Can you pick out every line in the records below that contains the word "yellow" and copy each one? Case counts, so match only lines where the capitalization is the same.

*** MATERIAL PROVIDED ***

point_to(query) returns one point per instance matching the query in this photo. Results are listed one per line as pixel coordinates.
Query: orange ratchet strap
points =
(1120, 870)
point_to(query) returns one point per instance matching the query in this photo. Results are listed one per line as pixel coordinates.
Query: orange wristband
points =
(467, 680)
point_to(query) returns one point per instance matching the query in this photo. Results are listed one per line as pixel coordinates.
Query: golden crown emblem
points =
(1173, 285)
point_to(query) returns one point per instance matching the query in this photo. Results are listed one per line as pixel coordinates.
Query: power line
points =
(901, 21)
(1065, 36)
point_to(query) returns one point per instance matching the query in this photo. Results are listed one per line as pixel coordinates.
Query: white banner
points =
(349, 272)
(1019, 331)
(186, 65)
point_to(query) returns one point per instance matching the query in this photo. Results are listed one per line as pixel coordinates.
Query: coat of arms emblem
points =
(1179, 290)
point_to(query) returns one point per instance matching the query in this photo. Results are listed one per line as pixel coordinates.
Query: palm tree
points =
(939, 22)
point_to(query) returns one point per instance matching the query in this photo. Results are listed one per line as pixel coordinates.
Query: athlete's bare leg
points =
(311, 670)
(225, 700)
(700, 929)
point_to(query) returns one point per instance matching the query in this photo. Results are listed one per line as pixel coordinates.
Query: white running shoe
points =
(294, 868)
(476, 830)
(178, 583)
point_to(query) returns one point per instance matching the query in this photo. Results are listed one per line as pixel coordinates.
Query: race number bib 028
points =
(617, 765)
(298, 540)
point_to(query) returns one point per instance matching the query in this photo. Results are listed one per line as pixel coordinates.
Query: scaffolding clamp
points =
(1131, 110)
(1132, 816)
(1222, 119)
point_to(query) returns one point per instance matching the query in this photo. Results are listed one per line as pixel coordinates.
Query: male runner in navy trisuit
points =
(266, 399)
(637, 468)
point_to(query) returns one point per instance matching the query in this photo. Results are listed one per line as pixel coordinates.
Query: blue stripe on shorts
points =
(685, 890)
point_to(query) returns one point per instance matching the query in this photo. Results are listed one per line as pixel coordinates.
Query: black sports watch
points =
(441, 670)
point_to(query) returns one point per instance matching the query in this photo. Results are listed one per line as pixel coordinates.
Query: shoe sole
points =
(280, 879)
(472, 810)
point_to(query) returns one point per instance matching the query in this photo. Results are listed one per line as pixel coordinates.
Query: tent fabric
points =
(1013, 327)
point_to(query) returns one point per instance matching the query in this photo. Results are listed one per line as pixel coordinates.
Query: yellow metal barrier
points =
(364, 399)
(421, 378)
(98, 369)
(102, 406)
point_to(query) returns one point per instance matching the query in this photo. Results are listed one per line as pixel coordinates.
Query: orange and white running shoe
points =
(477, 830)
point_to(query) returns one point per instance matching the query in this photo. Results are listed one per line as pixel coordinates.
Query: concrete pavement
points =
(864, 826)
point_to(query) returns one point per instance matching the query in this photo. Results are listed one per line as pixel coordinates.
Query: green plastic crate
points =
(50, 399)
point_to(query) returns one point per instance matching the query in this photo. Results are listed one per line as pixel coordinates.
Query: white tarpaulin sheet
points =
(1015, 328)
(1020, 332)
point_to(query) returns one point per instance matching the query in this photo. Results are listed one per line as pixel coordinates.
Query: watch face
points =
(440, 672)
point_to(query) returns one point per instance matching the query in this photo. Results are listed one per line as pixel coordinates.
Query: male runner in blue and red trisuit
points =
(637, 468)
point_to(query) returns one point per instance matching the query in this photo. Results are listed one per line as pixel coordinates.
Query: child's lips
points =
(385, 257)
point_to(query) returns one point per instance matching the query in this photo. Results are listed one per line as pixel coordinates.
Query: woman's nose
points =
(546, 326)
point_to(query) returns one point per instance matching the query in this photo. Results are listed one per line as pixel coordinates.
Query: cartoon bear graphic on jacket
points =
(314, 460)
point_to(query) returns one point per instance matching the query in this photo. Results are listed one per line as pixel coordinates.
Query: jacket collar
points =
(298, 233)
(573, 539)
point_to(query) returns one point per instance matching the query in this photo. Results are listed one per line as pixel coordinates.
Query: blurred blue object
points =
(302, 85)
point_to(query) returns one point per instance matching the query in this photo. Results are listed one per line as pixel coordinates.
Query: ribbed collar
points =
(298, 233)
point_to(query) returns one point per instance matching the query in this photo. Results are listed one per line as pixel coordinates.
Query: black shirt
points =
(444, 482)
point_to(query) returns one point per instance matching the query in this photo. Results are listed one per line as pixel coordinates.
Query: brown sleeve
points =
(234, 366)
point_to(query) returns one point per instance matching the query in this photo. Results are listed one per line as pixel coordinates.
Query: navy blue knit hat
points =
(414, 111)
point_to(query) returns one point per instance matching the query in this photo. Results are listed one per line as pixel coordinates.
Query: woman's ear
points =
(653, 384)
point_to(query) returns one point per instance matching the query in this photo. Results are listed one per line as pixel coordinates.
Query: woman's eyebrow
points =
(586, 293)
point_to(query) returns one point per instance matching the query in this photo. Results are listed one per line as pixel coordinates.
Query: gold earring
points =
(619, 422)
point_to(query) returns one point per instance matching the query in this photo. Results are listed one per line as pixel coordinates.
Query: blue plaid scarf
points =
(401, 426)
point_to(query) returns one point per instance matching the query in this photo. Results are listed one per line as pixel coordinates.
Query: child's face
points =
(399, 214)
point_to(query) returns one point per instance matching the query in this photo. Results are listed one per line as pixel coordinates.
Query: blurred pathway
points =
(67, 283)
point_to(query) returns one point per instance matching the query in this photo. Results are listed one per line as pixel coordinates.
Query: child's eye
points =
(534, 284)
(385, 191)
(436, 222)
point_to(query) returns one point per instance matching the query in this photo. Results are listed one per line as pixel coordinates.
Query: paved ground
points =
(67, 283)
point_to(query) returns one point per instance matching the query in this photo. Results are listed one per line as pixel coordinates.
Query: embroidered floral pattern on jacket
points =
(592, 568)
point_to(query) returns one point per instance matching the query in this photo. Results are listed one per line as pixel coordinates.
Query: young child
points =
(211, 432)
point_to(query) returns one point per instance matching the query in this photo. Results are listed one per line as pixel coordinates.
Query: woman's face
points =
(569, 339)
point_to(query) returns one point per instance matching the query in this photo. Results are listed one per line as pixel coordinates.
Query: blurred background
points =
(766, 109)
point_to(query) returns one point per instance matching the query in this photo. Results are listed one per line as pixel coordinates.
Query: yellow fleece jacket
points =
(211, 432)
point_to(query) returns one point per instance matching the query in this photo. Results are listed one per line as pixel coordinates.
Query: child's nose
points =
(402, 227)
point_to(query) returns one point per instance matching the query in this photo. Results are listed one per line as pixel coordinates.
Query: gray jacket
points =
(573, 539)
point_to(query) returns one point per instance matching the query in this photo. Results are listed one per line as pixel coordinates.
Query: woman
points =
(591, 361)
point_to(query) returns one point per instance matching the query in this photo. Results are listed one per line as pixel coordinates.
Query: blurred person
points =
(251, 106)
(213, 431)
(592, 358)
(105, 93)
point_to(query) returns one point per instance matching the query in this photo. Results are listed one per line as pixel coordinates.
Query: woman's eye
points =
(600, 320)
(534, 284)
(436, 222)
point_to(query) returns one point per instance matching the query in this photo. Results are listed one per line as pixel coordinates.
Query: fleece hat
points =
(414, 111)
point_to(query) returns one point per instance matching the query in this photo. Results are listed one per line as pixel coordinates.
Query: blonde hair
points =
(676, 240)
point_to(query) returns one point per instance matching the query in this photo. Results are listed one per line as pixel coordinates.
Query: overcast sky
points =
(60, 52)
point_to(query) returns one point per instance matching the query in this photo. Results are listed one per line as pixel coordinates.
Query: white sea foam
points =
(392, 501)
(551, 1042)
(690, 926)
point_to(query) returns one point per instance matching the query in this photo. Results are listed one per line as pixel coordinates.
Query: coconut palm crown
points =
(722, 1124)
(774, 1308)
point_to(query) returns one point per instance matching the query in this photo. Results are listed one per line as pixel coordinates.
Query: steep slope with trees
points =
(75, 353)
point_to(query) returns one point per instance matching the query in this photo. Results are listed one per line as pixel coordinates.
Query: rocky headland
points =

***

• _EXERCISE OUTPUT_
Query: yellow metal barrier
Query: yellow fleece jacket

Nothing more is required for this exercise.